REQUIRED TASK 1
Retype the passage about Jermaine's arrests word for word, starting at "Of course, the" and ending at "when it comes in.".

::::

Spotting him, I have that strange mix of feelings --it’s always nice to see an old client, but at the same time, seeing Jermaine back here is troubling. Jermaine had been doing well in school and had the kind of positive attitude I really warmed to. I had hoped that his previous escapade might have been his last.
“Feige!” he says, seeming genuinely happy to see me, which I suppose, on some level, he is.
“Jermaine, what the fuck are you doing here?”
“Oh, Dave, man, it’s nothin’. Bullshit. For real.”
“So what you been up to, my friend? You been staying out of trouble?”
“Yeah, man, I been pretty good --I’m working and everything.”
“You been arrested since I saw you last?”
“Nah, not really.”
“What do you mean . . . not really?” I ask.
“Well, you know, not like nothin’ real or nothin’.”
“Jermaine,” I say, glowering, “how many times you feel the steel? How many times have the cops actually cuffed you?”
“Oh, like that.”
“Yeah, brother, like that.”
“Oh, like about six.”
“
Six
?”
“Yeah, but not for nothin’ serious.”
I could smack him.
As it turns out, Jermaine is basically right. As I will find out later in the evening, his current case is for smoking marijuana in public, and the past few were indeed all crap --mostly hangingout offenses such as having an open container of alcohol or trespassing, which, along with disorderly conduct and resisting arrest, is one of the most abused criminal statutes. When cops do what they call “vertical sweeps” --clearing out a project building from the lobby to the roof --they rarely stop to ascertain who has legitimate friends where. The result is a constant flood of absurd trespass cases, as kids who live in and around the projects are constantly being arrested on their way to visit friends in adjacent buildings.
Of course, the rub is that even without doing much of anything particularly serious, Jermaine is already working up a criminal record significant enough to really damage him in life. Part of it is youthful stupidity, but much more is the omnipresence of policing in his community and the resulting blasé attitude that he and his buddies have toward tickets and arrests.
“You gonna take me, right?” he asks.
“Yeah, brother, I’ll do it --soon as it comes in. Until then, sit tight. You’re lucky you’re in the cell ’cause I’d kick your ass for being so stupid.”
“You right, Dave,” he says, and smiles his altar-boy smile.
I make a mental note to grab his case when it comes in.
Heading to the second cell, I pause at the bars. The cell is packed, the steel bench that runs around the perimeter crammed with people. A few of the homeless or drug addicted are passed out underneath the bench, behind the feet of the guys sitting shoulder to shoulder. At least a dozen people are standing too, filling up most of the space in the cage. The stale air stinks of urine and sweat, and the thick sticks of incense that the cops burn don’t seem to make much of a difference.

::::

REQUIRED TASK 2
Convert the whole listing below into a JSON array of strings, one string per line, with blank lines omitted. Leave the pictures out.

::::

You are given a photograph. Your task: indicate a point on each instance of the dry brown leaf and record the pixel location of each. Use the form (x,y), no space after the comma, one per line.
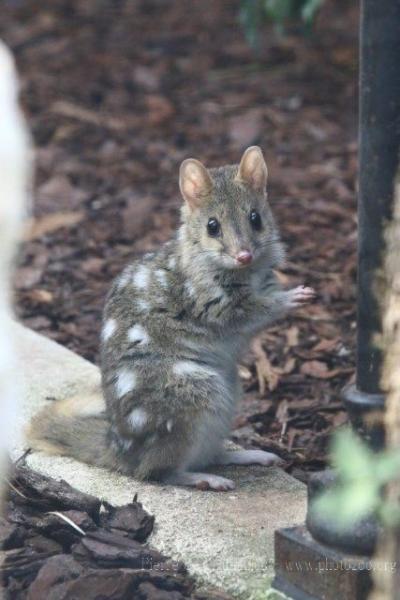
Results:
(41,296)
(266,373)
(288,367)
(319,370)
(326,345)
(292,336)
(244,373)
(36,228)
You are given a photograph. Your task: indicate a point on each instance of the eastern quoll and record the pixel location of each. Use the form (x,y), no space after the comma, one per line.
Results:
(175,324)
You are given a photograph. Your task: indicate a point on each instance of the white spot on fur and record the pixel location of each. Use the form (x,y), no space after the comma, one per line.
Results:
(126,444)
(161,277)
(126,382)
(142,304)
(190,289)
(184,368)
(109,328)
(141,277)
(138,334)
(172,263)
(124,278)
(137,419)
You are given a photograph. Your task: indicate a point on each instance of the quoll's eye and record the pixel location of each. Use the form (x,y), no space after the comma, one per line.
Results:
(255,220)
(213,227)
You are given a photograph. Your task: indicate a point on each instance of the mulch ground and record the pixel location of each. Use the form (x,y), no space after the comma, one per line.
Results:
(60,544)
(117,94)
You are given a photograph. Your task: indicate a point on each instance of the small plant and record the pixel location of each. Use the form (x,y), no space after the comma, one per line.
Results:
(362,474)
(280,12)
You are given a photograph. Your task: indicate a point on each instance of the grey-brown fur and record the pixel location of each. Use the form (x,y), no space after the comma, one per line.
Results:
(174,326)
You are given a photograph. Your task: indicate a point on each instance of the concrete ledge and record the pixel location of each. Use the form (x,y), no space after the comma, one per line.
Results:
(225,539)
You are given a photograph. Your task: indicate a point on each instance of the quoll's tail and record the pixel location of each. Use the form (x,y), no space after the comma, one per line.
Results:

::::

FINAL RESULT 1
Of course, the rub is that even without doing much of anything particularly serious, Jermaine is already working up a criminal record significant enough to really damage him in life. Part of it is youthful stupidity, but much more is the omnipresence of policing in his community and the resulting blasé attitude that he and his buddies have toward tickets and arrests.
“You gonna take me, right?” he asks.
“Yeah, brother, I’ll do it --soon as it comes in. Until then, sit tight. You’re lucky you’re in the cell ’cause I’d kick your ass for being so stupid.”
“You right, Dave,” he says, and smiles his altar-boy smile.
I make a mental note to grab his case when it comes in.

FINAL RESULT 2
[
  "You are given a photograph. Your task: indicate a point on each instance of the dry brown leaf and record the pixel location of each. Use the form (x,y), no space after the comma, one per line.",
  "Results:",
  "(41,296)",
  "(266,373)",
  "(288,367)",
  "(319,370)",
  "(326,345)",
  "(292,336)",
  "(244,373)",
  "(36,228)",
  "You are given a photograph. Your task: indicate a point on each instance of the eastern quoll and record the pixel location of each. Use the form (x,y), no space after the comma, one per line.",
  "Results:",
  "(175,324)",
  "You are given a photograph. Your task: indicate a point on each instance of the white spot on fur and record the pixel location of each. Use the form (x,y), no space after the comma, one per line.",
  "Results:",
  "(126,444)",
  "(161,277)",
  "(126,382)",
  "(142,304)",
  "(190,289)",
  "(184,368)",
  "(109,328)",
  "(141,277)",
  "(138,334)",
  "(172,263)",
  "(124,278)",
  "(137,419)",
  "You are given a photograph. Your task: indicate a point on each instance of the quoll's eye and record the pixel location of each. Use the form (x,y), no space after the comma, one per line.",
  "Results:",
  "(255,220)",
  "(213,227)",
  "You are given a photograph. Your task: indicate a point on each instance of the mulch ground and record the pixel location of each. Use the form (x,y), no space after the comma, one per line.",
  "Results:",
  "(60,544)",
  "(117,94)",
  "You are given a photograph. Your task: indicate a point on each instance of the small plant and record the pixel location of each. Use the form (x,y), no space after the comma, one per line.",
  "Results:",
  "(362,474)",
  "(280,12)",
  "You are given a photograph. Your task: indicate a point on each instance of the grey-brown fur and record the pixel location of each. Use the form (x,y), no space after the comma, one per line.",
  "Results:",
  "(174,326)",
  "You are given a photograph. Your task: indicate a point on each instance of the concrete ledge and record the pixel location of each. Use the form (x,y), no space after the comma, one per line.",
  "Results:",
  "(225,539)",
  "You are given a photograph. Your task: indicate a point on each instance of the quoll's tail and record the pixel location of each. Use the form (x,y), no space after the comma, one per line.",
  "Results:"
]